Task brief. Every line below should be given again without alteration.

Items from a dataset:

+ + + +

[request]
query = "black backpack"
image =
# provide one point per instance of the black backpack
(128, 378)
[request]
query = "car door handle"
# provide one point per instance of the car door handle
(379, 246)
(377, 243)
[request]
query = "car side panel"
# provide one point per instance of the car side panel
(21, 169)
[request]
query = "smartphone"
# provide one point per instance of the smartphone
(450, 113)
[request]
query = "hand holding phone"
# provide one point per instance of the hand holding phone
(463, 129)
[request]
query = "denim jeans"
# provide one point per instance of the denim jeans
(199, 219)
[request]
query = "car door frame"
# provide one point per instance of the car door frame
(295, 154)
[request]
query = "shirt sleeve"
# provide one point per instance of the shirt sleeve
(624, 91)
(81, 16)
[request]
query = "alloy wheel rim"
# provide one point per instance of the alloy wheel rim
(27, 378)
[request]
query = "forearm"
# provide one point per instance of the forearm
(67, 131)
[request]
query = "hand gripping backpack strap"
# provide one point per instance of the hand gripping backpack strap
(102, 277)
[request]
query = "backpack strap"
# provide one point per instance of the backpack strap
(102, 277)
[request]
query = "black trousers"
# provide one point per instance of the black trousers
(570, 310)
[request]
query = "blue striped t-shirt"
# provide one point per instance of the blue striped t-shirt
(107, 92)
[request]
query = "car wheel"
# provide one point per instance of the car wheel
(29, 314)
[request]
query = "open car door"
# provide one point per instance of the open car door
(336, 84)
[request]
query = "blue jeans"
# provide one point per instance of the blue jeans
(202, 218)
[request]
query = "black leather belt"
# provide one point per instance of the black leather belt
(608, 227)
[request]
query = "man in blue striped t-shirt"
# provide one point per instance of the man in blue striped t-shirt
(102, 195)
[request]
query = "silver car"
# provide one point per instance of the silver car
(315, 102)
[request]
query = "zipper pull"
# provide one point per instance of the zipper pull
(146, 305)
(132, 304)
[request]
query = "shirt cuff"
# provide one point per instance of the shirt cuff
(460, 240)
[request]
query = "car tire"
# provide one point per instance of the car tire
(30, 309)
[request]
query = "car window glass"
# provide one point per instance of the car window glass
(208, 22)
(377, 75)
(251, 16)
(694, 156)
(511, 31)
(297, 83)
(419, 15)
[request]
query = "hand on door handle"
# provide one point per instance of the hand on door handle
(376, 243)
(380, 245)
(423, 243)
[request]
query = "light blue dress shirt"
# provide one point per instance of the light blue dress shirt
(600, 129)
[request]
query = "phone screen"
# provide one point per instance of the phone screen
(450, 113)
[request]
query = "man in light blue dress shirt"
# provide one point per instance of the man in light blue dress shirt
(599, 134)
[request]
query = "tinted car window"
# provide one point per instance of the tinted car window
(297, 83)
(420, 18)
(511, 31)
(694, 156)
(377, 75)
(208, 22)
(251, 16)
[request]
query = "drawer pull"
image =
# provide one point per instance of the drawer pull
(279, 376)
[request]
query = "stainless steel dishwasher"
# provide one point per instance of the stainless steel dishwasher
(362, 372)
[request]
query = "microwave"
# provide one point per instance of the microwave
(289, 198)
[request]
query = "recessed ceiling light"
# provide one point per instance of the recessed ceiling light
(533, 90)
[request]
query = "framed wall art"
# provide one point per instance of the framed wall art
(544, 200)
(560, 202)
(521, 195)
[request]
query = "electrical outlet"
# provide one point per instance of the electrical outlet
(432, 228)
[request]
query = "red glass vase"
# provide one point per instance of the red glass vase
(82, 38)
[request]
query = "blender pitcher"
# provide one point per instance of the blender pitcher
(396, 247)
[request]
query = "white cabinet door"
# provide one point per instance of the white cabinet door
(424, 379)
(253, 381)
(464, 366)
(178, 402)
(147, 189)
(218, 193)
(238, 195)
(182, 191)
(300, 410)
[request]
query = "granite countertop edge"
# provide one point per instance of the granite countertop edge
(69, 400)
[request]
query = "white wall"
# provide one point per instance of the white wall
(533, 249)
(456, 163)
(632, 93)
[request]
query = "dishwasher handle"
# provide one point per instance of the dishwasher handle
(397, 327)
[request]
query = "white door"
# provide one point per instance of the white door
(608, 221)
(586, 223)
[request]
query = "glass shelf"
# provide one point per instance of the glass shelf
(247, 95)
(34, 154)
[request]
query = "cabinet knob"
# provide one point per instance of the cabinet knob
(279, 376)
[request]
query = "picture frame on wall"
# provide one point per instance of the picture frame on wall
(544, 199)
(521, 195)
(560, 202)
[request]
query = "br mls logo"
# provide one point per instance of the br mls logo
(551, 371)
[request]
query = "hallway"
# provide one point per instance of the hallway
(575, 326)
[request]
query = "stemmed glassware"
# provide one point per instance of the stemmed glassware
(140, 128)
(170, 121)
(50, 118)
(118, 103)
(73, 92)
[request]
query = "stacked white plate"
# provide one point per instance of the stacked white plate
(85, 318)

+ + + +

Answer box.
[request]
query = "black backpack"
image =
# provide one point per instance of the black backpack
(128, 378)
[request]
query = "car door handle"
# provide one point per instance of the car door handle
(379, 246)
(377, 243)
[request]
query = "car side panel"
# provide one point per instance of the car side panel
(21, 169)
[request]
query = "smartphone"
# provide one point per instance of the smartphone
(450, 113)
[request]
query = "hand holding phone"
# provide one point per instance of the hand holding phone
(463, 129)
[request]
query = "denim jeans"
# provide one point per instance of the denim jeans
(199, 219)
[request]
query = "car door frame"
# provide one point per instance of the car door frame
(295, 154)
[request]
query = "shirt sleeve"
# provide one point per instance of the shirt sleeve
(624, 91)
(81, 16)
[request]
query = "alloy wheel rim"
# provide one point per instance of the alloy wheel rim
(27, 378)
[request]
query = "forearm"
# provide one point per instance of the forearm
(67, 131)
[request]
query = "hand gripping backpack strap"
# provide one point per instance of the hand gripping backpack strap
(102, 277)
[request]
query = "backpack strap"
# provide one point per instance of the backpack strap
(102, 277)
[request]
query = "black trousers"
# provide one point per instance of the black trousers
(570, 310)
[request]
query = "blue striped t-shirt"
# provide one point per instance of the blue striped t-shirt
(107, 92)
[request]
query = "car wheel"
# provide one point per instance of the car wheel
(29, 314)
[request]
query = "open car door"
# provide one point per instance of the open car door
(336, 84)
[request]
query = "blue jeans"
# provide one point per instance of the blue jeans
(202, 218)
[request]
query = "black leather belt"
# provide one point per instance of the black leather belt
(608, 227)
[request]
query = "man in blue striped t-shirt"
# provide one point per instance of the man in blue striped t-shirt
(102, 195)
[request]
query = "silver car"
# provide one point per instance of the silver car
(315, 102)
[request]
query = "zipper pull"
# provide one point per instance of the zipper pull
(146, 305)
(132, 304)
[request]
query = "shirt cuff"
# provide one point per instance of the shirt cuff
(460, 240)
[request]
query = "car tire"
# provide one point per instance of the car tire
(30, 309)
[request]
query = "car window glass"
# provide one point per instance of the car window glass
(208, 22)
(377, 75)
(251, 16)
(694, 156)
(511, 31)
(297, 83)
(419, 15)
[request]
query = "hand on door handle"
# provide one point per instance of the hand on door handle
(376, 243)
(380, 245)
(423, 243)
[request]
query = "light blue dress shirt"
# provide one point per instance of the light blue dress shirt
(600, 129)
[request]
query = "phone screen"
# provide one point per instance of the phone screen
(450, 113)
[request]
query = "man in light blue dress shirt"
# provide one point per instance of the man in light blue dress shirt
(599, 134)
[request]
query = "tinted car window"
# provide one point per instance of the tinted car window
(297, 83)
(420, 18)
(511, 31)
(694, 156)
(377, 75)
(208, 22)
(251, 16)
[request]
query = "drawer pull"
image =
# provide one point per instance of the drawer pull
(279, 376)
[request]
query = "stainless steel dishwasher"
# provide one point per instance of the stainless steel dishwasher
(362, 372)
[request]
query = "microwave"
# provide one point per instance of the microwave
(289, 198)
[request]
query = "recessed ceiling light"
# provide one point per instance of the recessed ceiling light
(533, 90)
[request]
query = "framed wall art"
# provide one point per instance of the framed wall art
(544, 200)
(560, 202)
(521, 195)
[request]
query = "electrical outlet"
# provide one point per instance of the electrical outlet
(432, 228)
[request]
query = "red glass vase"
# provide one point per instance of the red glass vase
(82, 38)
[request]
query = "blender pitcher"
# provide one point per instance of the blender pitcher
(396, 247)
[request]
query = "white cabinet door"
# provide one point per instance of the white cabinet door
(424, 379)
(253, 381)
(464, 366)
(178, 402)
(147, 189)
(218, 193)
(238, 195)
(182, 191)
(300, 410)
[request]
query = "granite countertop edge"
# provide one point per instance of the granite countertop edge
(69, 400)
[request]
query = "white wall"
# provide one point per instance of the white wall
(533, 249)
(456, 163)
(632, 93)
[request]
query = "dishwasher handle"
# provide one point per instance of the dishwasher handle
(397, 327)
[request]
query = "white door"
# provide one point per instance of the white door
(608, 221)
(586, 223)
[request]
query = "glass shelf"
# provide one point per instance of the glass shelf
(247, 95)
(34, 154)
[request]
query = "cabinet knob"
# provide one point per instance of the cabinet knob
(279, 376)
[request]
query = "picture frame on wall"
# provide one point per instance of the picture frame on wall
(544, 199)
(521, 195)
(560, 202)
[request]
query = "br mls logo"
# provide one point per instance of the br mls logo
(551, 371)
[request]
query = "hallway"
# provide one point per instance of the hallway
(575, 326)
[request]
query = "stemmed glassware"
# provide one point per instance of the stemmed glassware
(140, 128)
(170, 121)
(50, 118)
(118, 103)
(73, 92)
[request]
query = "stacked white plate"
# provide one point per instance of the stacked white plate
(85, 318)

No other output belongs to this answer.